The problem
Continue the case report on the complaint about describing Takhzyro as "new," picking up after its last sentence.

Reading passage
##########

AUTH/3354/5/20 - Complainant v Takeda

Date from which a medicine can be described as ‘new’

  • Received
    25 May 2020
  • Case number
  • Applicable Code year
  • Completed
    08 February 2021
  • Breach Clause(s)
  • Sanctions applied
    Undertaking received
  • Additional sanctions
  • Appeal
    No appeal

Case Summary

A complainant who described him/herself as a concerned health professional, noted that an online advertisement for Takhzyro (lanadelumab) referred to the medicine as ‘new’ even though the marketing authorisation was granted over twelve months ago.

Takhzyro was indicated for routine prevention of recurrent attacks of hereditary angioedema (HAE) in patients aged 12 years and older.

The detailed response from Takeda is given below.

The Panel noted that the Code required that the word ‘new’ must not be used to describe any product or presentation which had been generally available, or any therapeutic indication which had been promoted, for more than twelve months in the UK.

The Panel noted Takeda’s submission that Takhzyro was first authorised on 22 November 2018 and that the hosted webpage, which included the advertisement at issue, was the first promotional item published since 18 September 2019, the date Takeda considered Takhzyro to be ‘generally available’. Takeda had released a press release on 18 September 2019 about the outcome of the National Institute of Health and Care Excellence (NICE) appraisal process stating that the final appraisal document would recommend NHS funding for Takhzyro [a high-cost medicine] providing certain conditions were followed.

##########

Record excerpts

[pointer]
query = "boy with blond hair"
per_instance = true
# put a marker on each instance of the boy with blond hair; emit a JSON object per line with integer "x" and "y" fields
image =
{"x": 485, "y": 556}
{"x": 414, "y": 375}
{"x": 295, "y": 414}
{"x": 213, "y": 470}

##########

Result of the task
The Panel further noted Takeda’s submission that ‘general availability’ could otherwise be regarded as being the date of the first supply of commercial Takhzyro stock into the UK ie 26 June 2019; if funding was available, prescriptions could have been fulfilled from then on.

Whilst noting Takeda’s submissions about the product’s general availability, the Panel also noted Takeda’s submission about three presentations, one by a Takeda medical team member on 1 April 2019 and two by health professionals for which Takeda was responsible at a meeting on 2-3 May 2019. The Panel examined the presentations and noted that two presentations detailed the pivotal study; all three were clearly promotional and, as acknowledged by Takeda, had been certified as such.

In the Panel’s view, Takhzyro had been promoted from 1 April 2019 and thus could only be described as new for 12 months from that date. The Panel noted that the advertisement at issue which described Takhzyro as ‘a new preventative treatment for use in type I/II HAE’ appeared to have been viewed by the complainant towards the end of May 2020 when the complaint was submitted. The Panel therefore ruled a breach of the Code.